SOURCE EXCERPT:
━━━

Data management. For a global observing system to be successful, all data from a site must be freely available to outside users. It is important that individual researchers who collect the data perform quality procedures before submission and follow standard accepted practices. Information resulting from this process should accompany the data sets along with relevant instructions as to the proper use of data sets. To assist in fulfilling these policy statements, the Geological Survey of Canada (GSC) proposes to perform the data-management portion of the borehole temperature network as its contribution to GTN-P and as part of its national involvement in GCOS.

GSC will maintain the metadata information and receive the annual site data, in much the same way that the United States is performing the active layer component (CALM) and the Europeans are managing PACE. This GSC involvement recognizes Canada's important global role in permafrost research, its significant number of existing permafrost thermal observatories (more than 80 of the initial 250 sites identified), and its commitment to support the development and coordination of the international GTN-P programme. The proposed work also complements Canadian activities under way or proposed through Canada's Climate Change Action Fund - a three-year federal programme established in response to the Kyoto protocol - and extends these to the international level. In order to initiate these GTN-P activities and ensure continuity in the proposed five-year start-up phase, the GSC would perform the following activities:

This summary report will be organised by regions with regional editors: North America (see Burn 1998 as an example) and South America, Europe, Eurasia, China, Antarctica, etc. Details of the reporting plans will be develop by the International Permafrost Association. Periodically data will be archived in the IPA Global Geocryological Data (GGD) at one of the regional WDC data centres. Currently this is done in WDC-A for Glaciology in Boulder, Colorado, and periodically produced on a CD-Rom. See Table for the proposed work schedule.

━━━

GIVEN DATA:

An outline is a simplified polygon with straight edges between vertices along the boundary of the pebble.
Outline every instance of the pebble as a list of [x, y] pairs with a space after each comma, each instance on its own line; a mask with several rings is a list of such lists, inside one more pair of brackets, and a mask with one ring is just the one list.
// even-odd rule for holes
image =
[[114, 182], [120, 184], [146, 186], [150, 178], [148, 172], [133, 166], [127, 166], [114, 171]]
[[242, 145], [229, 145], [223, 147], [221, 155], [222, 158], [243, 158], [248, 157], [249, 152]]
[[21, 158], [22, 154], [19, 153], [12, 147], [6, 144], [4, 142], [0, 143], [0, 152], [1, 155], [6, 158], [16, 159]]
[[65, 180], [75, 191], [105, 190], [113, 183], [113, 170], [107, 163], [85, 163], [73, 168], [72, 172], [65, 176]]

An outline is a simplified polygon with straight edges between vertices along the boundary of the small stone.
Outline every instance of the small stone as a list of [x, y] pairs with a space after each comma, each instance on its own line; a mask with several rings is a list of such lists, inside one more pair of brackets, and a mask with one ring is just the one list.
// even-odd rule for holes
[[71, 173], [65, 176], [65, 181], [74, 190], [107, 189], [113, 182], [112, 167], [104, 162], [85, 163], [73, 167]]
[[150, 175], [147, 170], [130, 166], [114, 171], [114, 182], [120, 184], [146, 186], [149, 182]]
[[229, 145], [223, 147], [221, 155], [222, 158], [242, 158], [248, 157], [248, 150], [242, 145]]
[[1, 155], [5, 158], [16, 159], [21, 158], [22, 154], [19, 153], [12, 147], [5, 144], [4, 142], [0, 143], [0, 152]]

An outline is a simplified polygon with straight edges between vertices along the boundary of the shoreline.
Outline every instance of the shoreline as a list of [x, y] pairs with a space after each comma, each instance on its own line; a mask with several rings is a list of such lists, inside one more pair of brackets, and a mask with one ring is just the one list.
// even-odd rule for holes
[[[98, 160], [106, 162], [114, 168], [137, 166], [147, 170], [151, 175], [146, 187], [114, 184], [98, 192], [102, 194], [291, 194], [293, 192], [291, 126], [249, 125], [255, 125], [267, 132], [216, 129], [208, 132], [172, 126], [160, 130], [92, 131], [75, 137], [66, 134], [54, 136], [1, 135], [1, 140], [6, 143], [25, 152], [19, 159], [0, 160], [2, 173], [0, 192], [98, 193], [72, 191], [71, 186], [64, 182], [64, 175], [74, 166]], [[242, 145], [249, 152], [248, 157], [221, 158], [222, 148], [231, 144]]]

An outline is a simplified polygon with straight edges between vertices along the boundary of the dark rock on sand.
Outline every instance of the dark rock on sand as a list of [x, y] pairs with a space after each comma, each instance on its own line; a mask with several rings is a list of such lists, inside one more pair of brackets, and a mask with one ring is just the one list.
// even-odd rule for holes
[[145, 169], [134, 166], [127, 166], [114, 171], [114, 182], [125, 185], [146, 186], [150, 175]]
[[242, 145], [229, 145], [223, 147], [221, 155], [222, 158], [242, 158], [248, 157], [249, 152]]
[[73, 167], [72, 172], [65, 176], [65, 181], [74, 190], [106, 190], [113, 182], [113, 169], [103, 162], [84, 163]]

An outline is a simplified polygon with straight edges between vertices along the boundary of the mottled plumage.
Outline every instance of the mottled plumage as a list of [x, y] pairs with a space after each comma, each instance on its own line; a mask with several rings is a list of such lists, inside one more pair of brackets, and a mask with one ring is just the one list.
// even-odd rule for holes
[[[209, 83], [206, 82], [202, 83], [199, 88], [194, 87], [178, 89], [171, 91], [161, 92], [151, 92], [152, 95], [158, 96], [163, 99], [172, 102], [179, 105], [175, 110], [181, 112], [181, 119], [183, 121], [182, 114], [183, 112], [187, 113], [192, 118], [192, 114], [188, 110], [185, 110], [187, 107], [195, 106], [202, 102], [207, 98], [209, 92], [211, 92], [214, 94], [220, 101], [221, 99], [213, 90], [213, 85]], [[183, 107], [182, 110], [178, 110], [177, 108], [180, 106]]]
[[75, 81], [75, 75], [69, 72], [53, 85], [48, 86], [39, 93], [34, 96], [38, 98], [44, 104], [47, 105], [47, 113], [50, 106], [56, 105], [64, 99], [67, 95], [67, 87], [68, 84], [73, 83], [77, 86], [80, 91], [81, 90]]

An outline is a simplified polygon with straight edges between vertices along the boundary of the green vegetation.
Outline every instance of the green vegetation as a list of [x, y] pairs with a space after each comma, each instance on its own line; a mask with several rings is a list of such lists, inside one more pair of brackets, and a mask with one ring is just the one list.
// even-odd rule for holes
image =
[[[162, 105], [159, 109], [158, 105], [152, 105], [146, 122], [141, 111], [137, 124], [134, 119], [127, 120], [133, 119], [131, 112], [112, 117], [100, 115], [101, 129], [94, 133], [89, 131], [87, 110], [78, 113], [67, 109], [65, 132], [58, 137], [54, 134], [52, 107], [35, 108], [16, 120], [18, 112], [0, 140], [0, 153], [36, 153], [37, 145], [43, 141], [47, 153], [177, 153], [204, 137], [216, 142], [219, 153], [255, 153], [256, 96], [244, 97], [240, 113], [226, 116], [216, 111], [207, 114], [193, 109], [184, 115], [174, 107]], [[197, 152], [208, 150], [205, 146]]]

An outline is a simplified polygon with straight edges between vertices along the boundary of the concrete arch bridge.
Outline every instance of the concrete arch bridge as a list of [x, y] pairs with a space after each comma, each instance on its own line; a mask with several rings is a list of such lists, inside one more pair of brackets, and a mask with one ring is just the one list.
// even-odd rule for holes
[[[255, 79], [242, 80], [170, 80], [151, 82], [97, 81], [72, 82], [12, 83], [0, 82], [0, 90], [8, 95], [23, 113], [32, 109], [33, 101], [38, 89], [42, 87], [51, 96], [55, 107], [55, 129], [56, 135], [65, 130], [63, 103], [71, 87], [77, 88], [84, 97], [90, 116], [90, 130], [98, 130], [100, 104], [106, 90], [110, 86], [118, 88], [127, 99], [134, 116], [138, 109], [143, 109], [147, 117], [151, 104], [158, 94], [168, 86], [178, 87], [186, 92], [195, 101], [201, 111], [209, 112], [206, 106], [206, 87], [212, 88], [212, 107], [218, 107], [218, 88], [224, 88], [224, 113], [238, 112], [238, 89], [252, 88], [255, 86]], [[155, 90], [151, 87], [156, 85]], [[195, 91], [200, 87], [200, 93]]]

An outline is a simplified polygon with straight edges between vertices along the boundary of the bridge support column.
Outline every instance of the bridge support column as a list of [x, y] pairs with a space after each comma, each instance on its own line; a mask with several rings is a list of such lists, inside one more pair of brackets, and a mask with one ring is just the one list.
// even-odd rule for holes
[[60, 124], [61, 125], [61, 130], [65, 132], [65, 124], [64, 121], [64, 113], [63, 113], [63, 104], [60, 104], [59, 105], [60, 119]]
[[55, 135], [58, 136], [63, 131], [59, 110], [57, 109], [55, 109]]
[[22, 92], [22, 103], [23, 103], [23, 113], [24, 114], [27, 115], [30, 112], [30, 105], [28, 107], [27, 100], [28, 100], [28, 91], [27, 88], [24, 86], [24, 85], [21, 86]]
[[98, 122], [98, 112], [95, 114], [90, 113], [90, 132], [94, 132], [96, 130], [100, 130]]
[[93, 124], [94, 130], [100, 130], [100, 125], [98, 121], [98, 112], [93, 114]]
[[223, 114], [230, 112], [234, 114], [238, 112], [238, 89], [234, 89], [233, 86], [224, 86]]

━━━

GIVEN PROBLEM 1: Please translate this sentence from the permafrost data-management passage into Spanish: "For a global observing system to be successful, all data from a site must be freely available to outside users."
GIVEN PROBLEM 2: From the permafrost data-management passage, write out without changes the part that opens with the words containing "This summary report" and closes with "proposed work schedule.".

WRITTEN ANSWER 1: Para que un sistema mundial de observación tenga éxito, todos los datos de un sitio deben estar disponibles libremente para los usuarios externos.

WRITTEN ANSWER 2:
This summary report will be organised by regions with regional editors: North America (see Burn 1998 as an example) and South America, Europe, Eurasia, China, Antarctica, etc. Details of the reporting plans will be develop by the International Permafrost Association. Periodically data will be archived in the IPA Global Geocryological Data (GGD) at one of the regional WDC data centres. Currently this is done in WDC-A for Glaciology in Boulder, Colorado, and periodically produced on a CD-Rom. See Table for the proposed work schedule.